Named-object pointing records:
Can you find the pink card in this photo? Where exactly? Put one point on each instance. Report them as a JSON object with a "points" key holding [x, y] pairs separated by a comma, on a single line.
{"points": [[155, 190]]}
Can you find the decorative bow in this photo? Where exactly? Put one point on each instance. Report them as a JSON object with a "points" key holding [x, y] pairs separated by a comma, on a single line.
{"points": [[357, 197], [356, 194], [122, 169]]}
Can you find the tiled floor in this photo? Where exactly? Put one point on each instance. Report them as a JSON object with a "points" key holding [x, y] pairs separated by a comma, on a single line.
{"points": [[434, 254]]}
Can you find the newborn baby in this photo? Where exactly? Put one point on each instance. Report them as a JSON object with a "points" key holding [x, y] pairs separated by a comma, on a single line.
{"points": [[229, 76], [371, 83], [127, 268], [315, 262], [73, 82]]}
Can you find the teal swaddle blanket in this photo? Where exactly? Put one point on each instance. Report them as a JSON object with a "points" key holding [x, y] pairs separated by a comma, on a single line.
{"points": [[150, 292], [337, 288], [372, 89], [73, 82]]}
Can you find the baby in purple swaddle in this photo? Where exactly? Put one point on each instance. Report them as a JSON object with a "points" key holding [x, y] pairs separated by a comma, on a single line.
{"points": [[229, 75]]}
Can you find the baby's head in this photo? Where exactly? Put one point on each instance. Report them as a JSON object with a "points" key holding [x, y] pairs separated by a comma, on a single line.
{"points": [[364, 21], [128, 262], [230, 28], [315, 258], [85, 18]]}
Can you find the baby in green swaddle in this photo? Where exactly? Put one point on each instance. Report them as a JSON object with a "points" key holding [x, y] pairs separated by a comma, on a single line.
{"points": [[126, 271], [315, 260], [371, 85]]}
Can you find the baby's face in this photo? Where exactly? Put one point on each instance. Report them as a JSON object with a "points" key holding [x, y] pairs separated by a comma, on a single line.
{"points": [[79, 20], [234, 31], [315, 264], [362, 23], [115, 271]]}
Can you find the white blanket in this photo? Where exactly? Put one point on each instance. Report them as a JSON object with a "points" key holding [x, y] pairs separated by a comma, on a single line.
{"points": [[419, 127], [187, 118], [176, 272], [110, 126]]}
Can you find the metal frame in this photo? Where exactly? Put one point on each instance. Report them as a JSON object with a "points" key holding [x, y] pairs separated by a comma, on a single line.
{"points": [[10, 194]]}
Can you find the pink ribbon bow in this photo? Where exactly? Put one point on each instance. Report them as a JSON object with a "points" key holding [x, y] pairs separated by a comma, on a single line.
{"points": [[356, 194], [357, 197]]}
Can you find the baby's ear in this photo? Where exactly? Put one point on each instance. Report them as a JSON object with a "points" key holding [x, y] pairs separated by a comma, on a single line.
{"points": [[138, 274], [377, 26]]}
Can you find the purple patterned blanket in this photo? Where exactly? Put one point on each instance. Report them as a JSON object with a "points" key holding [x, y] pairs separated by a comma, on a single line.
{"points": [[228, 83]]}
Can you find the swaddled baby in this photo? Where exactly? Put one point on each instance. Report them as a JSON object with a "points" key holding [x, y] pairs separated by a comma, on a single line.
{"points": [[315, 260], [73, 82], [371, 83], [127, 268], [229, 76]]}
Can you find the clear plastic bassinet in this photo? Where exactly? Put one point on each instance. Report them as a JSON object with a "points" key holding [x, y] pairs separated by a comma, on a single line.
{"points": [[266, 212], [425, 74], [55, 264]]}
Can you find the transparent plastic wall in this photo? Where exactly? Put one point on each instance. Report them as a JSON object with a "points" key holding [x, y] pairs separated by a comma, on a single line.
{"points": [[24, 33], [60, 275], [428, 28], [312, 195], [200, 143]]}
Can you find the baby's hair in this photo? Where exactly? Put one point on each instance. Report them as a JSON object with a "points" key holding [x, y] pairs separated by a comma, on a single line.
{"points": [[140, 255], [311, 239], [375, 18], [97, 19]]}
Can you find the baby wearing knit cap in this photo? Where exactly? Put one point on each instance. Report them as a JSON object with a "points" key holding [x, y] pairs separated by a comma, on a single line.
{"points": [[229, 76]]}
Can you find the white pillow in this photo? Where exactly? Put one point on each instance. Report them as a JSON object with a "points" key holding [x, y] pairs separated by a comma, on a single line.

### Job
From the first line to the last, please quote the material above exactly.

### Response to the task
Can you find the pink card in this photo? Where exactly? Put one point on each instance. Report them as a JSON object with a "points" key holding [x, y] pairs separated by a comma, on a single line.
{"points": [[155, 190]]}
Can you find the decorative bow in this photo? Where exactly? Put one point on each instance. Report them as a JSON object with a "points" key holding [x, y] pairs separated by a comma, on a single line.
{"points": [[357, 197], [356, 194], [122, 169]]}
Can you find the tiled floor in this photo? Where exactly? Put one point on each instance. Report them as a JSON object with a "points" key holding [x, y] pairs separated by a comma, on a single line.
{"points": [[434, 254]]}
Can you find the newborn baby in this photo? Where exactly? Put one point on each instance. Report them as a JSON object with a "points" key holding [x, y] pairs separated by a comma, on a single line.
{"points": [[229, 76], [371, 83], [127, 268], [315, 262], [73, 82]]}
Can you find the teal swaddle blanket in this photo? Where exactly? Put one point on each instance. Report them as a JSON object with a "points" key holding [x, y] pairs separated by a comma, on a single line.
{"points": [[150, 292], [337, 288], [372, 89], [73, 82]]}
Can you find the baby in purple swaddle in this photo? Where exactly? Put one point on each instance. Report them as a JSON object with a "points" key holding [x, y] pairs separated by a comma, on a single line.
{"points": [[229, 75]]}
Can you find the baby's head in this photo? Where exactly? Put one point on each instance. Report them as a JSON object with a "points" key holding [x, y] pairs separated by a comma, on a single line.
{"points": [[364, 21], [128, 262], [230, 28], [315, 258], [85, 18]]}
Can you find the baby in green swaddle in this photo? Where exactly? Put one point on each instance. Report them as a JSON object with a "points" key holding [x, y] pairs separated by a comma, on a single line.
{"points": [[126, 271], [315, 260], [371, 85]]}
Can you find the baby's face in this photo? Where exactly? Put one point on each instance. Report them as a JSON object with a "points" key holding [x, y] pairs separated by a comma, on a single line.
{"points": [[79, 20], [234, 31], [315, 264], [362, 23], [115, 271]]}
Can you find the white blanket in this photo? Where exactly? Put one point on each instance. Report them as a JSON object with a "points" key holding [x, y] pairs separated by a comma, on a single line.
{"points": [[419, 127], [187, 118], [176, 272], [110, 126]]}
Can you find the metal frame in this photo? Where exactly? Put one point on each instance. Report them as a JSON object with a "points" key holding [x, y] pairs separated by a comma, on a single line.
{"points": [[10, 194]]}
Can you find the pink ribbon bow in this photo? Where exactly? Put one point on each instance. Report them as a JSON object with a "points" key holding [x, y] pairs separated by a comma, on a single line.
{"points": [[356, 194], [357, 197]]}
Can you find the baby's ear in this photo? Where exactly? Put one point on each instance. Report them as a JSON object with a "points" key holding [x, y] pairs separated by a comma, on a single line.
{"points": [[138, 274], [377, 26]]}
Can you find the purple patterned blanket in this photo? Where exactly? Put one point on each instance. Report them as a JSON object with a "points" key holding [x, y] pairs separated by a comma, on a single line.
{"points": [[228, 83]]}
Can you find the swaddled baby in this photo? Where exactly? Put one point on each instance. Report them as a JSON object with a "points" key holding [x, y] pairs separated by a comma, on a single line.
{"points": [[315, 260], [73, 82], [371, 83], [127, 268], [229, 76]]}
Can you find the clear plastic bassinet in this photo? Where exactly? Put one point on each instance. Report them as a JSON object with a "points" key holding [x, y] pairs separated by a comma, on a single line.
{"points": [[266, 212], [425, 74], [55, 264]]}
Can you find the transparent plastic wall in this photo? Where exactly? Put one point on each instance. Report them as a JSON object with a "points" key holding [x, y] pairs separated by a comma, on a single line.
{"points": [[24, 33], [60, 275], [428, 28], [312, 195], [200, 143]]}
Can you find the baby's hair in this photo? Where exactly? Put one point on each instance. Report them as a JSON object with a "points" key holding [x, y] pairs separated by a comma, on a single line.
{"points": [[140, 255], [311, 239], [375, 18], [97, 19]]}
Can you find the baby wearing knit cap in this photo? Where exactly? Put one point on each instance. Report them as a JSON object with a "points" key holding [x, y] pairs separated by a comma, on a single line.
{"points": [[229, 76]]}
Can you find the white pillow in this photo? Where exactly? Put one point on each instance. Report them as a JSON object with a "points" key holding [x, y] pairs separated by a comma, on a single line.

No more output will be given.